• [OBJECTIVE] Write out, please, the line containing "[tag] twig (a dot for each instance)" together with all lines after it, up to and including the last one, with no other output.

• [STORED RECORDS]
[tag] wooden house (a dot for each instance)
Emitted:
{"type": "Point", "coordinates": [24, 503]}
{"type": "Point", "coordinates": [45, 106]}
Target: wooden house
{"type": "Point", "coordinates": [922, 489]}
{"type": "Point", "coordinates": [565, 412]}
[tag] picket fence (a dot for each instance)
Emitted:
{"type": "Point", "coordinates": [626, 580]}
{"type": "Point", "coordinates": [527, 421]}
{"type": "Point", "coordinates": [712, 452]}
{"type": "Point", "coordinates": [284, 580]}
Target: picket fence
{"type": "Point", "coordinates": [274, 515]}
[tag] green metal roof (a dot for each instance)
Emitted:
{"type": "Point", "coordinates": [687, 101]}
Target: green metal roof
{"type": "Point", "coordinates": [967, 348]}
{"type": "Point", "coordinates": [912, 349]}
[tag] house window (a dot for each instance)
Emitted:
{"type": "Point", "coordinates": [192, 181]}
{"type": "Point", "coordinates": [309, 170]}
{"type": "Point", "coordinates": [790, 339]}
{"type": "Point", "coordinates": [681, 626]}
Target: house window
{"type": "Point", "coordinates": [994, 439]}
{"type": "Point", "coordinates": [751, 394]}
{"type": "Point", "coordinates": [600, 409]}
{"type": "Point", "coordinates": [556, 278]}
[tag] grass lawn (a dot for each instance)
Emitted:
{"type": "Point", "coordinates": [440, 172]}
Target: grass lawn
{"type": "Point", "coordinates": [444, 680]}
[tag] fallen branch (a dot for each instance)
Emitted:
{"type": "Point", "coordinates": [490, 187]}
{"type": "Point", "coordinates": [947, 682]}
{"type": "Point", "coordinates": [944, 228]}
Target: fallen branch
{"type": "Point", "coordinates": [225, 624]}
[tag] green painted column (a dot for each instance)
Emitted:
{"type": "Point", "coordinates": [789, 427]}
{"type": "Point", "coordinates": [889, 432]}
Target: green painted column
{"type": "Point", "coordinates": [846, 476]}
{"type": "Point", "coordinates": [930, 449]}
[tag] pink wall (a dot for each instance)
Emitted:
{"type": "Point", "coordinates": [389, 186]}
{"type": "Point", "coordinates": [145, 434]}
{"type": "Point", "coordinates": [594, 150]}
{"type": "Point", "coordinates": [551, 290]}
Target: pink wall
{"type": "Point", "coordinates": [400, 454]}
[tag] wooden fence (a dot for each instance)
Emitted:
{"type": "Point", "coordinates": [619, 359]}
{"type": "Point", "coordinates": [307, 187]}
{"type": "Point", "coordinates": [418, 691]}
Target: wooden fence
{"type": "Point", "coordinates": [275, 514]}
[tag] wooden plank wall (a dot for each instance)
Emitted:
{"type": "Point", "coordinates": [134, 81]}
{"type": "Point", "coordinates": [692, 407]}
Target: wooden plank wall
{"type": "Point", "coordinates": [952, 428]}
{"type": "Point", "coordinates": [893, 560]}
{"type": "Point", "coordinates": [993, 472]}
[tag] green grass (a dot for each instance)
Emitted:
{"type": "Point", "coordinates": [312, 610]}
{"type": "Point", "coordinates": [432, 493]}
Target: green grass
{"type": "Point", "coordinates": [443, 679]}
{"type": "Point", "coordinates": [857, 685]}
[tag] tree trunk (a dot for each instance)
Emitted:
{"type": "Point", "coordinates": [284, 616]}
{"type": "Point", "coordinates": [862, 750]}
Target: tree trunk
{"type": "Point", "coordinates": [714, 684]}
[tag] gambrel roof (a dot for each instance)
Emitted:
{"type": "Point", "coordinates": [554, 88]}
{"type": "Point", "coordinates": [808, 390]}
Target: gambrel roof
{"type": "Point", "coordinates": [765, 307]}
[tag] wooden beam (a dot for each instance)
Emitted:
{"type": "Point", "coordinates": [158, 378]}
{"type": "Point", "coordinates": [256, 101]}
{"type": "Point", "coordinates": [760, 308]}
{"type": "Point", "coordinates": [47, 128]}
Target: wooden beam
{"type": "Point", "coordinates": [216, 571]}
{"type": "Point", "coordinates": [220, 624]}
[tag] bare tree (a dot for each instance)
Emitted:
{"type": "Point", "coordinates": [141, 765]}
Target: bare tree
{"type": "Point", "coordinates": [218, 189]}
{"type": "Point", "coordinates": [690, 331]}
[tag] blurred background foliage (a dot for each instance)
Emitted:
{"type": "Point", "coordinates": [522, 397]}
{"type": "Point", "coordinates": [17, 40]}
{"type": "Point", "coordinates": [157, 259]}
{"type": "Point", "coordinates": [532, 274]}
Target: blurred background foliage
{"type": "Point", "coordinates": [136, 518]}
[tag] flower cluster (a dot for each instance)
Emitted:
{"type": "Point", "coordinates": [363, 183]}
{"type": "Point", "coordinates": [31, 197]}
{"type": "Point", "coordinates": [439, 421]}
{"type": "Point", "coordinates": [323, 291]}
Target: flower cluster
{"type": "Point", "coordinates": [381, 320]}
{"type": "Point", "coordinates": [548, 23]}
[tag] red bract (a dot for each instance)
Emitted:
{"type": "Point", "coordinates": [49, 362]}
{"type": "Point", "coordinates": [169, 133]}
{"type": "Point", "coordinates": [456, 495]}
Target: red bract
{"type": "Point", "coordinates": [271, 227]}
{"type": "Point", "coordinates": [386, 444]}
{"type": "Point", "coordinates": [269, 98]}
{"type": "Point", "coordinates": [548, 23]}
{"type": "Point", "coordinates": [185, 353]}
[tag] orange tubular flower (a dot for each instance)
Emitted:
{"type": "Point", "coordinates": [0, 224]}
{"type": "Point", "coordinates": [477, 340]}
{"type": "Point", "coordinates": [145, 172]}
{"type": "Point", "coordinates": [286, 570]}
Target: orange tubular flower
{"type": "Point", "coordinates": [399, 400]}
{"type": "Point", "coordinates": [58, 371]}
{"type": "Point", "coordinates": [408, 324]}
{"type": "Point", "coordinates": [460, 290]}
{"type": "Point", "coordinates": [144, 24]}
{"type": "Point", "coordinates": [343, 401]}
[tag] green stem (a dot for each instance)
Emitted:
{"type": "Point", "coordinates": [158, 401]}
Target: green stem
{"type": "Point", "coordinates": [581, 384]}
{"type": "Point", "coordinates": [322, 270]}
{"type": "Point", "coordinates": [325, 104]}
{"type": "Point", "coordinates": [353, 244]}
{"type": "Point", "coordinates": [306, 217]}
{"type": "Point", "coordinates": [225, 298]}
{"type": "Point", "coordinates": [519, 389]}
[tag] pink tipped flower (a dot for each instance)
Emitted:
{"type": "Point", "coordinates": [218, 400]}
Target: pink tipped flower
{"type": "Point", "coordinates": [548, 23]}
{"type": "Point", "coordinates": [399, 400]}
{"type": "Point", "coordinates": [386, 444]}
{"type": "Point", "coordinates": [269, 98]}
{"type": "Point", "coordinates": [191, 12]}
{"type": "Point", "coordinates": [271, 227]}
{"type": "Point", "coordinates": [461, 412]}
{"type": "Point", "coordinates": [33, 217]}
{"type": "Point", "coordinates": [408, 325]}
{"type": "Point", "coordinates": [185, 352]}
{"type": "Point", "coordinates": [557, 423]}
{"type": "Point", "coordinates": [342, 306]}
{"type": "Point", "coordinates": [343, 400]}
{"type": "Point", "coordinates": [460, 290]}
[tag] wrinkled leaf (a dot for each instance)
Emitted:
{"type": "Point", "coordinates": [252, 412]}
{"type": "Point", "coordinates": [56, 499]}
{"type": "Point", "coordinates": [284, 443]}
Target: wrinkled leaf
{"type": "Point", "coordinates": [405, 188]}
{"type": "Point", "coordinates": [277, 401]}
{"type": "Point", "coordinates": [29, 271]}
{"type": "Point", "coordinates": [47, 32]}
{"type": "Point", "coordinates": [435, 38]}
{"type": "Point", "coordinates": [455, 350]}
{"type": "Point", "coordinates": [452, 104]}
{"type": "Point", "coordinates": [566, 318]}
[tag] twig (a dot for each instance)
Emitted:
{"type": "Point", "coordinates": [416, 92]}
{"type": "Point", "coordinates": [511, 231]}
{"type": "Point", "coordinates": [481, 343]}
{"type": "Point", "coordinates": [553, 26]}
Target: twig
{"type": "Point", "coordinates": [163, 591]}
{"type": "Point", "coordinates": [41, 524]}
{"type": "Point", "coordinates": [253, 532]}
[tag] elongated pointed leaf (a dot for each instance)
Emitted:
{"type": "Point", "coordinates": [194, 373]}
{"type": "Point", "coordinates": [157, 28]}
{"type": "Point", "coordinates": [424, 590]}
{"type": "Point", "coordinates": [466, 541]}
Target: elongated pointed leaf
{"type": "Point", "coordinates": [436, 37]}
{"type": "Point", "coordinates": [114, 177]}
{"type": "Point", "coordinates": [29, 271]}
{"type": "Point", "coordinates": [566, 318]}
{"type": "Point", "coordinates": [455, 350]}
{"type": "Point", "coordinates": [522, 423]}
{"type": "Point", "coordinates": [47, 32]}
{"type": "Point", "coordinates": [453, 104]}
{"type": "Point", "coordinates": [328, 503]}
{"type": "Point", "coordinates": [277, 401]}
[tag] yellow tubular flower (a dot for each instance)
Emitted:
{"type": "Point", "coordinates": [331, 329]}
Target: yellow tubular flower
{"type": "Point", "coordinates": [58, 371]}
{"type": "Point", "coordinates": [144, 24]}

• [SOLUTION TO THE PROBLEM]
[tag] twig (a dot for each instance)
Emitted:
{"type": "Point", "coordinates": [416, 92]}
{"type": "Point", "coordinates": [511, 231]}
{"type": "Point", "coordinates": [481, 343]}
{"type": "Point", "coordinates": [553, 26]}
Target: twig
{"type": "Point", "coordinates": [163, 591]}
{"type": "Point", "coordinates": [41, 524]}
{"type": "Point", "coordinates": [253, 532]}
[tag] elongated pointed leaf (a dot for each instance)
Emitted:
{"type": "Point", "coordinates": [194, 373]}
{"type": "Point", "coordinates": [157, 28]}
{"type": "Point", "coordinates": [424, 590]}
{"type": "Point", "coordinates": [466, 541]}
Target: elongated pointed leaf
{"type": "Point", "coordinates": [436, 37]}
{"type": "Point", "coordinates": [114, 177]}
{"type": "Point", "coordinates": [29, 271]}
{"type": "Point", "coordinates": [566, 318]}
{"type": "Point", "coordinates": [455, 350]}
{"type": "Point", "coordinates": [522, 423]}
{"type": "Point", "coordinates": [47, 32]}
{"type": "Point", "coordinates": [453, 104]}
{"type": "Point", "coordinates": [328, 503]}
{"type": "Point", "coordinates": [277, 401]}
[tag] yellow tubular flower (a dot for each instance)
Emitted:
{"type": "Point", "coordinates": [331, 329]}
Target: yellow tubular flower
{"type": "Point", "coordinates": [58, 371]}
{"type": "Point", "coordinates": [144, 24]}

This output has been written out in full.